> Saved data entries
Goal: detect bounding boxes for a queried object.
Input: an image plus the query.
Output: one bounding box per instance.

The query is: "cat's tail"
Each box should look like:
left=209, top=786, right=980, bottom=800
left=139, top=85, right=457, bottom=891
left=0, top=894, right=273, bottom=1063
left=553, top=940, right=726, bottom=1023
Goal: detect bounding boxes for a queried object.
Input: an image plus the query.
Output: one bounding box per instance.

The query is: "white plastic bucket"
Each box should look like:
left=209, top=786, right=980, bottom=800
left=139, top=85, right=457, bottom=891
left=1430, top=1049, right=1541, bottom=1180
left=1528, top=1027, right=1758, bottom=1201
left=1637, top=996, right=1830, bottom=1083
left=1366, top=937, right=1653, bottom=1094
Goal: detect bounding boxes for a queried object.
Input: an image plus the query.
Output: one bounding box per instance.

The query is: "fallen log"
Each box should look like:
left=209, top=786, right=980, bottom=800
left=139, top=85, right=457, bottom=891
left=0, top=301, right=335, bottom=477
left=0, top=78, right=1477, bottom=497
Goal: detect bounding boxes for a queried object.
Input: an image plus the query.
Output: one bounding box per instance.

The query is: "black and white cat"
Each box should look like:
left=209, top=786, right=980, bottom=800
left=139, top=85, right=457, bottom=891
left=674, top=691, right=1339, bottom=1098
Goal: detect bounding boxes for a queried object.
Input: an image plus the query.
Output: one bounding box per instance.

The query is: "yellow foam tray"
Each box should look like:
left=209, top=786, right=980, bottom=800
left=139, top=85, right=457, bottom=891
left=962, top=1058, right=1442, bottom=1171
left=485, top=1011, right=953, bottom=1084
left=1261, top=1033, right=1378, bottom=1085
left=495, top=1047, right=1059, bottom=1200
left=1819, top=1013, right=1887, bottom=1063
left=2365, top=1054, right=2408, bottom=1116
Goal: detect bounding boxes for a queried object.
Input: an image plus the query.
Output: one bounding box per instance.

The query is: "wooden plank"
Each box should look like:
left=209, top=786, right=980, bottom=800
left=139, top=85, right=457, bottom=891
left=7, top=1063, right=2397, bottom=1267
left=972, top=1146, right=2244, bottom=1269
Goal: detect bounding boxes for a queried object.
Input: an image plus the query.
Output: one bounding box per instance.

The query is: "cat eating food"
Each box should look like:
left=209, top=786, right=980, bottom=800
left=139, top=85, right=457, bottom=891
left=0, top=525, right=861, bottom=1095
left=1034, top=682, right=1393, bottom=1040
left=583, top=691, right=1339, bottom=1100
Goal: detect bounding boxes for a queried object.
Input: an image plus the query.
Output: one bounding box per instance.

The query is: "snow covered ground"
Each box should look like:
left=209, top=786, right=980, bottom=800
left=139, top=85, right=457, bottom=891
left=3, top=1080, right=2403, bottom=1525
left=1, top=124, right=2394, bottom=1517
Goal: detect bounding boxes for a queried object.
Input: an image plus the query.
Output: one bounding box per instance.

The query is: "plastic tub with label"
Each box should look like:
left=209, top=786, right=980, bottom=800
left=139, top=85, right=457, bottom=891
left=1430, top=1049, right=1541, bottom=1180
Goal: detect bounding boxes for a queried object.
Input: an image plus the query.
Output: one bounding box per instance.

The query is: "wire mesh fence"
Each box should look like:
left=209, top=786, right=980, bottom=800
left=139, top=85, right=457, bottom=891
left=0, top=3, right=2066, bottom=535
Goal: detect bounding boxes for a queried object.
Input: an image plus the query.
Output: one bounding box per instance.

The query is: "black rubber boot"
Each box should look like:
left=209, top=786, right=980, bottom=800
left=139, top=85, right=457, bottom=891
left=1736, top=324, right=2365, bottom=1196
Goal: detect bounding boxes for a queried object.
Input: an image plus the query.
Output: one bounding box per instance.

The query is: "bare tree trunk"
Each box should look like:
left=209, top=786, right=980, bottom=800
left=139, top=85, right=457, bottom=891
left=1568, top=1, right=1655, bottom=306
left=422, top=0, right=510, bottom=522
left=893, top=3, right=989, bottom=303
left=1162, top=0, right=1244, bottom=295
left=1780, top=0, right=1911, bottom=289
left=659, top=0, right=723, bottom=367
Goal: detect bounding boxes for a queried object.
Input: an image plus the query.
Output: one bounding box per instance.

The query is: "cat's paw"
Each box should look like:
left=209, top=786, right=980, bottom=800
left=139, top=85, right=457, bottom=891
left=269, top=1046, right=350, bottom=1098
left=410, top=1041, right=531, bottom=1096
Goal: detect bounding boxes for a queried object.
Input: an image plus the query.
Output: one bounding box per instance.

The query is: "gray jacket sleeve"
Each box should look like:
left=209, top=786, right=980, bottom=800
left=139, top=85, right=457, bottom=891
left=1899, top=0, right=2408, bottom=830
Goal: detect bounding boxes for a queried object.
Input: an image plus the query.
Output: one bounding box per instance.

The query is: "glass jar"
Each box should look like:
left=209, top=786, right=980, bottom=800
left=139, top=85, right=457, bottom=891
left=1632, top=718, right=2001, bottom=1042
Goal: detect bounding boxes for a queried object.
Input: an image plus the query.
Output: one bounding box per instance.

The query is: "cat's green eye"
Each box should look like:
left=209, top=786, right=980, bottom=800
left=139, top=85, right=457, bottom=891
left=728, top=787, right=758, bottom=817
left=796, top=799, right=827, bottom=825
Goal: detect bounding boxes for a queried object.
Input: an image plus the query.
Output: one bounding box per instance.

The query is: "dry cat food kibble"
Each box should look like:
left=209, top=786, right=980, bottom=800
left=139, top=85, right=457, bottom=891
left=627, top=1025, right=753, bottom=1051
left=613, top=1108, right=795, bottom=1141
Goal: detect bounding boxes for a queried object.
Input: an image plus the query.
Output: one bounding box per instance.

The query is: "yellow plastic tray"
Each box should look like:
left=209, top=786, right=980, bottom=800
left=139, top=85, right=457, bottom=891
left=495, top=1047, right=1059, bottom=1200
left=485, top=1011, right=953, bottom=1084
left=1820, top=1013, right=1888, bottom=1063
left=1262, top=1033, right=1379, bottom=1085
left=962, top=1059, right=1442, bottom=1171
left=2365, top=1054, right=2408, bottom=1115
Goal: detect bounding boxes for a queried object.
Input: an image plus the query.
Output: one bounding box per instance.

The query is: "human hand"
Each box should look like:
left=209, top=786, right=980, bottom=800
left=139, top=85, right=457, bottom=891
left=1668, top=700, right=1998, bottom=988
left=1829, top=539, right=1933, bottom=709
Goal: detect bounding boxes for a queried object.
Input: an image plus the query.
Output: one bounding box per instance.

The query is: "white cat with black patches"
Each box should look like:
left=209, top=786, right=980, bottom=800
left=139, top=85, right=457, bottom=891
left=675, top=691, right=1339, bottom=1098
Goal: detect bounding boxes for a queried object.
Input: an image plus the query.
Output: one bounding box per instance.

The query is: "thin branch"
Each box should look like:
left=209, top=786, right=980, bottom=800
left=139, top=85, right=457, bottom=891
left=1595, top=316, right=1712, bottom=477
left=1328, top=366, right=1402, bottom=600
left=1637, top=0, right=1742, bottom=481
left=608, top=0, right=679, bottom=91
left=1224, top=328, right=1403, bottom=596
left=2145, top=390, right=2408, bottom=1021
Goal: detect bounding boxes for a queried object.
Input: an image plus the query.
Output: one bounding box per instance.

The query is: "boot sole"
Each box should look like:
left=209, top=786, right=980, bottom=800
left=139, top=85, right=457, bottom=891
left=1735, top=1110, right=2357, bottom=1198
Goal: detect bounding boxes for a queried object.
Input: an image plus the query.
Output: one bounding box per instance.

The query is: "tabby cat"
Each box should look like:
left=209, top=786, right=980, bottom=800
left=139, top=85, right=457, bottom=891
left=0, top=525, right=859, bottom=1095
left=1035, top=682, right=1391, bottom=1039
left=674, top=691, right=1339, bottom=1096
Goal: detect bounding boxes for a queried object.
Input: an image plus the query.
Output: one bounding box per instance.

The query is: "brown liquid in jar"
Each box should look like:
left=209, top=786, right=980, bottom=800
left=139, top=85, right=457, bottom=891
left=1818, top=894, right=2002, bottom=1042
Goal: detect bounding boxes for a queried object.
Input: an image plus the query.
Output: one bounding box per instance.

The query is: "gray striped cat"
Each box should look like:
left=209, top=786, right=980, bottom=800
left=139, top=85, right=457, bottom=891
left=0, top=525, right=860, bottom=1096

> What to work on
Search the lines above for the string "with" and copy each line that has it.

> Expected answer
The query is: "plastic tub with label"
The query is: "white cat with black patches"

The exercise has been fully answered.